◆ Excerpt to read ◆
───

Translated by AI — Claude Opus 4.6, Mar 2026

Antichamber Study

(ref: Virtual Space and Drawings - 1)

The opening section of Antichamber, a game released in 2013, features spaces that would be difficult to construct physically:

With some minor spoilers for the sake of explanation:

  • Walking along a corridor, you reach a fork where stairs descend to the left and ascend to the right.
  • Whichever path you take, you arrive back at the same fork you first encountered. This fork repeats infinitely regardless of which path you choose.
  • If you give up going forward and turn back, a new path appears instead of the fork you previously passed through.
  • Following this new path, you pass through six right turns before reaching a dead end.

Representing this experience in a drawing would look like the following. The hatched area represents the region the user can actually see from their current position — that is, the region whose existence they can confirm — while the area enclosed by black lines represents the region the user has previously passed through — that is, the region they knew to exist.

antichamber-play-1

Even in just this section, two problems are already apparent:

  • There is an infinitely repeating path. No matter how virtual the space may be, it exists in memory or storage, so infinite space would require hardware with infinite capacity.
  • After making three turns in an "L" shape, the path should meet the previously traversed path, but it does not. This can be confirmed in the drawing by observing that when the user moves from position 4 to position 5, the corridor leading to the original fork has disappeared.

How can these problems be circumvented? If teleportation is possible without the user's knowledge while moving through the space, the problems could be solved as follows:

antichamber-play-2

The letters in this image indicate teleportation locations, following these rules:

  • When the user takes the right fork and moves from left to right through point B, they emerge at point A moving from right to left. The left fork can be explained similarly.
  • When the user passes through point A from left to right, nothing happens.
  • When the user moves from top to bottom through point C-1 in the left drawing, they emerge moving from left to right at point C-1 in the right drawing, and a similar thing happens when moving in the opposite direction. Similar behavior occurs at points C-2, C-3, and C-4.

In this drawing, the area where the user can actually move is only the hatched region in the image below; the rest is merely visually observable.

antichamber-play-3

Representing the initial drawing — the space as perceived from the user's perspective — on top of the teleportation-based drawing yields the following:

antichamber-play-4

Simply by adding the rule that teleportation can occur without the user's knowledge, the problems of infinite space and physically contradictory spatial construction were resolved! However, this has caused a separation between the drawing of the space as experienced by the user and the drawing created by the space designer for spatial implementation. Why did this separation occur? Is it truly unavoidable?

───

(Collected data)
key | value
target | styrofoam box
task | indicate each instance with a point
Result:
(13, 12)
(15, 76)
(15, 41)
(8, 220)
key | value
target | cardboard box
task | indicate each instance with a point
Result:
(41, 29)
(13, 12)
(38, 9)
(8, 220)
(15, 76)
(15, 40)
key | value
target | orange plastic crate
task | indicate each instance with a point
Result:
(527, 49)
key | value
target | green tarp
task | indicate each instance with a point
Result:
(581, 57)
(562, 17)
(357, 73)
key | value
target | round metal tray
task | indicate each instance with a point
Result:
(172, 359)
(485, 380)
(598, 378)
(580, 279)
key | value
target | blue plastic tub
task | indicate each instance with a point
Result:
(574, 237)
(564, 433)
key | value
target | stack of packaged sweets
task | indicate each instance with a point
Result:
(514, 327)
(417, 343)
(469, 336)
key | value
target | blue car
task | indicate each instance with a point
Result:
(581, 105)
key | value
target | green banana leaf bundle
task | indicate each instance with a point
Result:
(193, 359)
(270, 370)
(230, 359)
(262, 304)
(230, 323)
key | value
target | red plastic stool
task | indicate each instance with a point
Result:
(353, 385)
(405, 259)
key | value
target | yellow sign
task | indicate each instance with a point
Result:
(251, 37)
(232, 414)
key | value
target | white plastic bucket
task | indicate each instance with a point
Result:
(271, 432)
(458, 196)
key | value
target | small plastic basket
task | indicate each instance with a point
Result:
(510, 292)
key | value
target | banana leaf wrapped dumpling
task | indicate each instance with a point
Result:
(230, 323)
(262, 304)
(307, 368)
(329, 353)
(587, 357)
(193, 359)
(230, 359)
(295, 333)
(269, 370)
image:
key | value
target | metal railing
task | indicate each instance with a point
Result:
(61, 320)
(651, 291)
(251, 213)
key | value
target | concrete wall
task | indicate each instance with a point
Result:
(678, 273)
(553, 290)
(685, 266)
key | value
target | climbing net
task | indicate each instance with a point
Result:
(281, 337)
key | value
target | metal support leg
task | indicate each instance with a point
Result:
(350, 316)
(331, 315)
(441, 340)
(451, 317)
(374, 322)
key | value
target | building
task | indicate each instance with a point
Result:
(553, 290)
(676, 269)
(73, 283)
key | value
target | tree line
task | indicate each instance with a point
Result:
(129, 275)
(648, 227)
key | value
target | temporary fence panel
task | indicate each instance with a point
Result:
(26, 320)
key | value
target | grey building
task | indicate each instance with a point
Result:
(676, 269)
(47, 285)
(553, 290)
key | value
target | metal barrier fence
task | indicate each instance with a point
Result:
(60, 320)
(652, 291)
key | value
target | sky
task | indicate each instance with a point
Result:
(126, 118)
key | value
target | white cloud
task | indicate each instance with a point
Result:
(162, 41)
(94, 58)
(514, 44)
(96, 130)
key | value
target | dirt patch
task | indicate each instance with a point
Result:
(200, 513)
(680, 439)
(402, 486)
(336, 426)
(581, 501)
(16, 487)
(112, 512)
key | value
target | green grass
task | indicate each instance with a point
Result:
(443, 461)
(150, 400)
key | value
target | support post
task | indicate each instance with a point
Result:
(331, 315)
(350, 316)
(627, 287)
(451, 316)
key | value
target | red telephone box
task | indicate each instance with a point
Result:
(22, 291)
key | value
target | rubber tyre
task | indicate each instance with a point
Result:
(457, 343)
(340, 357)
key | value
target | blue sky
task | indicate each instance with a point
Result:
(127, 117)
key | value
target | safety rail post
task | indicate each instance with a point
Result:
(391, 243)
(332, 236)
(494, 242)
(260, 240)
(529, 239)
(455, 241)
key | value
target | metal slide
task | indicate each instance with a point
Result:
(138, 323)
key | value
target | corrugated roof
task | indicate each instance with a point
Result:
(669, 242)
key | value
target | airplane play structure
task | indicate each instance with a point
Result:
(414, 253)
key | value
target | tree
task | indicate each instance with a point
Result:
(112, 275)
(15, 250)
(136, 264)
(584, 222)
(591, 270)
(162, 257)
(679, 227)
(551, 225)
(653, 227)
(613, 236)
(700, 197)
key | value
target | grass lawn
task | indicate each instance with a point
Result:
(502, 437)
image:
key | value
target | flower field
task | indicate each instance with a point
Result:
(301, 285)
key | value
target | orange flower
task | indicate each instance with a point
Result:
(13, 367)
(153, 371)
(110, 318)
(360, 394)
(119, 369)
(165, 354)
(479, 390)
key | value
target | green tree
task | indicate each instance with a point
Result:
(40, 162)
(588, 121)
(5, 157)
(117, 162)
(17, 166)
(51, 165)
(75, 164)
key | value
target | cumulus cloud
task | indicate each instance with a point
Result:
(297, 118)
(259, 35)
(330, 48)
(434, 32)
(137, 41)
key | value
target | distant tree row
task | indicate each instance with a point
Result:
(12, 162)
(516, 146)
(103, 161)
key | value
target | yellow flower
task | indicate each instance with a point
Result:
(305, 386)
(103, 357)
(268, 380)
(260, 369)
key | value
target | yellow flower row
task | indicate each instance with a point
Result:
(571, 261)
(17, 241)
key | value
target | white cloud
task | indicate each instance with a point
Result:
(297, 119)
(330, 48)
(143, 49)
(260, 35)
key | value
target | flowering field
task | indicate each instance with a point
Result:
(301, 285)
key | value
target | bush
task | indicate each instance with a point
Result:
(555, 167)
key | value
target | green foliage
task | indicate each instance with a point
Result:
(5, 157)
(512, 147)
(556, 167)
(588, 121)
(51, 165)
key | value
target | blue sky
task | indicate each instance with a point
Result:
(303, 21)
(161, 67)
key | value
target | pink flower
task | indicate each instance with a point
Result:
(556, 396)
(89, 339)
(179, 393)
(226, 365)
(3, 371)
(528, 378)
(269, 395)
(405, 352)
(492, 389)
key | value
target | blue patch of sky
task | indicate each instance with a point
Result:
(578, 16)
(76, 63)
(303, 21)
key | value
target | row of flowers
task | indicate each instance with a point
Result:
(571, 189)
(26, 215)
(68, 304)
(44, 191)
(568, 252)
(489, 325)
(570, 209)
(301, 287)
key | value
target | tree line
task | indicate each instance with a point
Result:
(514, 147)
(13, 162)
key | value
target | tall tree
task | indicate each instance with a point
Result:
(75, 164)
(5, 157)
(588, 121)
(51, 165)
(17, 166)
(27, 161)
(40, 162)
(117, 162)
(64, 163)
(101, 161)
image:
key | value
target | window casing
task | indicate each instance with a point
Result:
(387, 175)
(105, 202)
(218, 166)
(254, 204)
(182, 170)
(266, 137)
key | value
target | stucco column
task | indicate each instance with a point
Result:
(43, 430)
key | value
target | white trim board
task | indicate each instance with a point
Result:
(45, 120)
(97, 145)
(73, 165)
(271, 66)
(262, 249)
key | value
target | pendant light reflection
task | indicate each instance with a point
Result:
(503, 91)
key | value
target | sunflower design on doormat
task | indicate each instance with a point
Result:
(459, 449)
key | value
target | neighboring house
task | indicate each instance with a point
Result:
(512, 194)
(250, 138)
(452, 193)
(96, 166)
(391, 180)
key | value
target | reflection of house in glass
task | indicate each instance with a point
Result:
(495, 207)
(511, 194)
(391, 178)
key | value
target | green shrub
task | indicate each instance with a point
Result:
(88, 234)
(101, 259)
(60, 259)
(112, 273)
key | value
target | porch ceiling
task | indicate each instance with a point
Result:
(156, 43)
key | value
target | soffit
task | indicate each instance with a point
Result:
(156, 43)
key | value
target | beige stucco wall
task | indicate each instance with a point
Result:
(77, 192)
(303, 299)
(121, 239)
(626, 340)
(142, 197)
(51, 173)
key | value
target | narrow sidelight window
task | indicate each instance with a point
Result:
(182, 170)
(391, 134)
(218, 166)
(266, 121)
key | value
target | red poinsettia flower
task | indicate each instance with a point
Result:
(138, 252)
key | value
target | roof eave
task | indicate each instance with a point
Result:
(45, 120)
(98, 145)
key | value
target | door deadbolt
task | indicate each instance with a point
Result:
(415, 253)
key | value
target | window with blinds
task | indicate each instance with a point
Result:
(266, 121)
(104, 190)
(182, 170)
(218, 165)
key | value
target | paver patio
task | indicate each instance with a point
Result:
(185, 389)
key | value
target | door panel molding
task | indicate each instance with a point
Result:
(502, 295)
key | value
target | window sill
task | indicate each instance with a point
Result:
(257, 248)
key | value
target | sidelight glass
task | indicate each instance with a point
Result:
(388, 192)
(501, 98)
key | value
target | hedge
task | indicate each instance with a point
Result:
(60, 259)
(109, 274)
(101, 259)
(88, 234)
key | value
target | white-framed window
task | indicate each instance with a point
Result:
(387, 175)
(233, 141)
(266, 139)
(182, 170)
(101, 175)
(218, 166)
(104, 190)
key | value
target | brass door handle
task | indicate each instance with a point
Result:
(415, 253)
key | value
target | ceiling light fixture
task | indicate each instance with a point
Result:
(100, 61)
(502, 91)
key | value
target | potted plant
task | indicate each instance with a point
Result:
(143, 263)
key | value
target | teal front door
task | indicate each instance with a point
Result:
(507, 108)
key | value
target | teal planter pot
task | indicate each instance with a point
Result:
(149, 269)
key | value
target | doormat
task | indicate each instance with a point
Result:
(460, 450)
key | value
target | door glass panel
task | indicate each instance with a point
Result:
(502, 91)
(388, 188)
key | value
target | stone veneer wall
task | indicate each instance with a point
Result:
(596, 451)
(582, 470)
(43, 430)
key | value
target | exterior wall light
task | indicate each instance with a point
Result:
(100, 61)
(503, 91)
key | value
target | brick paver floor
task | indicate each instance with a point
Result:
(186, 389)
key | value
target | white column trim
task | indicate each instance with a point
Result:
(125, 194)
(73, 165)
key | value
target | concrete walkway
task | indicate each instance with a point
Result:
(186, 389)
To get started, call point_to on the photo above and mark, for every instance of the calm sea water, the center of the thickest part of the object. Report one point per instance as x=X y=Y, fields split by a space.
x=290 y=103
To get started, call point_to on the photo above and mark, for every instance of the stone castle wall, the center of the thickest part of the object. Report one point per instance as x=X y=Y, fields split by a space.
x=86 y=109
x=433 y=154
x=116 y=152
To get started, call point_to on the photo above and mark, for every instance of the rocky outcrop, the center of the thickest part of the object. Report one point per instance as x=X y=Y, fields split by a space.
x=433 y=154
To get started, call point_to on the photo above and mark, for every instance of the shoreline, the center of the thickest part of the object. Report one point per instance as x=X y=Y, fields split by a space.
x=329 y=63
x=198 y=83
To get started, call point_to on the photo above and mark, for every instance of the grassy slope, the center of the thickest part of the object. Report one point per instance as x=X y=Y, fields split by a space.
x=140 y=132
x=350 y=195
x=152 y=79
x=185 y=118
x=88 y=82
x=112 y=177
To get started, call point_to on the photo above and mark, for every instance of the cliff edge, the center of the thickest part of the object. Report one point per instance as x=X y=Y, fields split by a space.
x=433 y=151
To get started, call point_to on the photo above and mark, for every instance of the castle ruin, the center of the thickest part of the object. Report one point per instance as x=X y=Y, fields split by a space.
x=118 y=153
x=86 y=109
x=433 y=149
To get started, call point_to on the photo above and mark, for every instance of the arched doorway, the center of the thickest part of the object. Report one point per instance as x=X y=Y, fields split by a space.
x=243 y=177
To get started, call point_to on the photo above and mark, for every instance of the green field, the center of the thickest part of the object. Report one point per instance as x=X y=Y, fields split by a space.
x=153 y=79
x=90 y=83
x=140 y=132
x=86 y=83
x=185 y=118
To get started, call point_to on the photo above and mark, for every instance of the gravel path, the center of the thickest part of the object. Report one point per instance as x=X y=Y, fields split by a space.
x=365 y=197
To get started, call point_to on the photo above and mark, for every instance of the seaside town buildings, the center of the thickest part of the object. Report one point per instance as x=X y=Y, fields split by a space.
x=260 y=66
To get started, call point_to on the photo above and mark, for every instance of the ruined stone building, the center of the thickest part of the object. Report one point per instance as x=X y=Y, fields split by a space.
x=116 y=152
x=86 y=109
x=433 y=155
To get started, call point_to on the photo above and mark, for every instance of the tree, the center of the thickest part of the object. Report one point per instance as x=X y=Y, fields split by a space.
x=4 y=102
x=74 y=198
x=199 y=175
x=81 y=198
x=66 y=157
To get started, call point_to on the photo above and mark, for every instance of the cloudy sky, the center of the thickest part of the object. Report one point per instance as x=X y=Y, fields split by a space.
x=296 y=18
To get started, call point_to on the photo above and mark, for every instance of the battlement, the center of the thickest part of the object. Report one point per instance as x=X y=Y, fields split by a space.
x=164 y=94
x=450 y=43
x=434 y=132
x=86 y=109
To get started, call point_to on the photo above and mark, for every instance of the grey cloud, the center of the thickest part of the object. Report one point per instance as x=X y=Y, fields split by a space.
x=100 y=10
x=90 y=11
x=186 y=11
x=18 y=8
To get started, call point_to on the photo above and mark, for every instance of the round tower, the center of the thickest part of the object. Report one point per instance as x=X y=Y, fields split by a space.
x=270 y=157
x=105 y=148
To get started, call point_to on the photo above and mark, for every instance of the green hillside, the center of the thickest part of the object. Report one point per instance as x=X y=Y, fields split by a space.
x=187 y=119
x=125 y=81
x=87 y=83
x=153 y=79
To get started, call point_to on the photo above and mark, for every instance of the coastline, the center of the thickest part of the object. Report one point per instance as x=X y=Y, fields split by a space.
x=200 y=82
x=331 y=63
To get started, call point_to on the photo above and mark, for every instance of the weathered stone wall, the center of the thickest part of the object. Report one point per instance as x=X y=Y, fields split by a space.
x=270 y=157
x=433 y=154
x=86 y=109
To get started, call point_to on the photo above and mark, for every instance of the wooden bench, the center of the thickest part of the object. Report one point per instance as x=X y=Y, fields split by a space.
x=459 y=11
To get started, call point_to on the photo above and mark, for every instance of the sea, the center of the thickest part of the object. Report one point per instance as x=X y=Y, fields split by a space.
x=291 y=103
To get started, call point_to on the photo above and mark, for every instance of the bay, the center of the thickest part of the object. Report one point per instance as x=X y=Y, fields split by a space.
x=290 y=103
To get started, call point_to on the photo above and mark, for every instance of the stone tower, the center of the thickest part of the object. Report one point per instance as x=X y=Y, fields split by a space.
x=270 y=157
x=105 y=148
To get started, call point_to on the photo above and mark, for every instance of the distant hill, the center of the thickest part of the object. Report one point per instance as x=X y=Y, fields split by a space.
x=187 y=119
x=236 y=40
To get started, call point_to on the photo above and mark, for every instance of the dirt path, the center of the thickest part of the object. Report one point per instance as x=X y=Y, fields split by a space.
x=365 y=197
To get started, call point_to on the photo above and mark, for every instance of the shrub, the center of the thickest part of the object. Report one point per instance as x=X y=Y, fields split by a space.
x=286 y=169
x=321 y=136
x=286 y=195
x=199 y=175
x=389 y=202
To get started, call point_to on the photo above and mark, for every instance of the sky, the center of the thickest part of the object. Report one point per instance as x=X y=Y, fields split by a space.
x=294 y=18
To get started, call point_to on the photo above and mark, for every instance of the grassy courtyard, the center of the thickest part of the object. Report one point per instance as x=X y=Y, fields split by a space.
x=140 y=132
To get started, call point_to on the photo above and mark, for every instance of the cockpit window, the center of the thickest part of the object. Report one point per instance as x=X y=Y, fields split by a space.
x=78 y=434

───

◆ What to do ◆
In the Antichamber study, after the player turns back and follows the new path, how many right turns come before the dead end?

◆ Solution for this problem ◆
Six right turns.